Pregnancy Support

Mookai Rosie Bi-Bayan has three generations of experience caring for pregnant women and their children, throughout the Far North Queensland region, with particular emphasis on their accommodation and care while attending Cairns for ante-natal care and medical treatments.

Our doctor, nurses, Health Workers and Aboriginal and Torres Strait Islander Health Practitioners mean Mookai Rosie provides not just a friendly, comfortable place to stay but also provide medical staff who can provide top quality health care and advice on how to keep you and your bub healthy.

Planning Your Pregnancy

Looking after yourself is the best way to make sure you have a healthy bub; eating healthy, keeping up your fitness, taking folate, quitting smoking and alcohol are all good for you and your baby. It is also very important that your vaccinations are up to date as there are some that can’t be given once you have fallen pregnant.

Watching what you eat

If you are planning to have a baby or are pregnant, you should look at your diet and try to make healthier food choices. Eating healthier foods will help with your chances of getting pregnant and having a healthy pregnancy. Fresh green vegetables, beans and eggs are all good sources of a thing called folate, a vitamin B that is essential to the healthy brain development of your baby.

EXTRACTED ENTRIES:

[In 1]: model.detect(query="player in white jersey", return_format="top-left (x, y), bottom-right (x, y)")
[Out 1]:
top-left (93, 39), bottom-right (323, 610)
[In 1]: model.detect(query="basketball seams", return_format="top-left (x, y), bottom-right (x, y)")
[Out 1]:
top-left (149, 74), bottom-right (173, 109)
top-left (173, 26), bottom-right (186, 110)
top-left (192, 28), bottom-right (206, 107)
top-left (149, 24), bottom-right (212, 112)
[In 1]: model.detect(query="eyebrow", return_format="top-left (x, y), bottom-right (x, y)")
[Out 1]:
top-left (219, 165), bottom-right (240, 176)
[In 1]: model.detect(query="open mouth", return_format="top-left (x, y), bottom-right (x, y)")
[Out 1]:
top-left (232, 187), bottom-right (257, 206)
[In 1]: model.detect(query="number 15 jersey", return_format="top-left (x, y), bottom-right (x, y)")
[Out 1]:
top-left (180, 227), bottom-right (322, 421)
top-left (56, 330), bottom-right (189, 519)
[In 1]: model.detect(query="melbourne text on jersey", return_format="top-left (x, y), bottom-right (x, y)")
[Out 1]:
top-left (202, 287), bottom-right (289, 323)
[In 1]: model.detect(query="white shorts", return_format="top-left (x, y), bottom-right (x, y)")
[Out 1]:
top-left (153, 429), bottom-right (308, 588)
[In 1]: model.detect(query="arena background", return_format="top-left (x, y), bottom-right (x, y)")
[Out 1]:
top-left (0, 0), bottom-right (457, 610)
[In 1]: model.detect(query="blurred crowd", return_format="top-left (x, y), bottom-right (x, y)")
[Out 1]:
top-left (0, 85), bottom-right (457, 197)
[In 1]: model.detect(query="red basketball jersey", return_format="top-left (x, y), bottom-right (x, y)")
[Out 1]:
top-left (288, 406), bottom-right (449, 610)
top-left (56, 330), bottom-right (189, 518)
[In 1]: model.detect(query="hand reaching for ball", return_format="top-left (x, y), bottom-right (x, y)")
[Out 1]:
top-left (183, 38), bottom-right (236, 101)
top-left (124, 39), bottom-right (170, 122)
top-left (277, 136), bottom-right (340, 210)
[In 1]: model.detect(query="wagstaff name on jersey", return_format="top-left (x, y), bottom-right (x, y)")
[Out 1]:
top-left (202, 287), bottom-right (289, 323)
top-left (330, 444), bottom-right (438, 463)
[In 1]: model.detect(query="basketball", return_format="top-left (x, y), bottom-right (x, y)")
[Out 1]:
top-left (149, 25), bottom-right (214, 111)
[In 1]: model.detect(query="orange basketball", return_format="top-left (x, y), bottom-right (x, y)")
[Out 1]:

WORK TO COMPLETE:
a. In the pregnancy support text, retype the passage from "Pregnancy Support" up to and including "and medical treatments.".
b. According to the pregnancy support text, which foods are good sources of folate?
c. Proceed with the pregnancy support text from the point where it stops.
The lines have no role in any of this.

RESPONSES:
a.
Pregnancy Support

Mookai Rosie Bi-Bayan has three generations of experience caring for pregnant women and their children, throughout the Far North Queensland region, with particular emphasis on their accommodation and care while attending Cairns for ante-natal care and medical treatments.

b. Fresh green vegetables, beans and eggs.

c.
Alcohol

There is no safe amount of alcohol to drink during pregnancy; therefore, for women who are pregnant or planning a pregnancy, not drinking is the safest option. Alcohol can affect the health and development of an unborn baby for life.

Smoking

Quitting smoking before pregnancy is the best way to protect your baby and yourself from any bad things happening during pregnancy. By quitting smoking you are more likely to conceive naturally and without delay, less likely to suffer a miscarriage or other serious problems and less likely to have a premature birth.

Diabetes

If you have diabetes during pregnancy, there is an increased risk of health problems in the developing baby and the chances of an early miscarriage. The risk is higher when sugar levels before and during early pregnancy have not been within the safe range.

Diabetes also increases risk of other problems during pregnancy, such as high blood pressure, as well as having a large baby. Planning and preparing for pregnancy, and well managed diabetes during pregnancy, has been shown to reduce the risk of health problems and improve pregnancy outcomes for women with diabetes.

Gestational Diabetes

If you develop diabetes during pregnancy, it is called gestational diabetes. It is diagnosed when higher than normal blood glucose levels first appear during pregnancy.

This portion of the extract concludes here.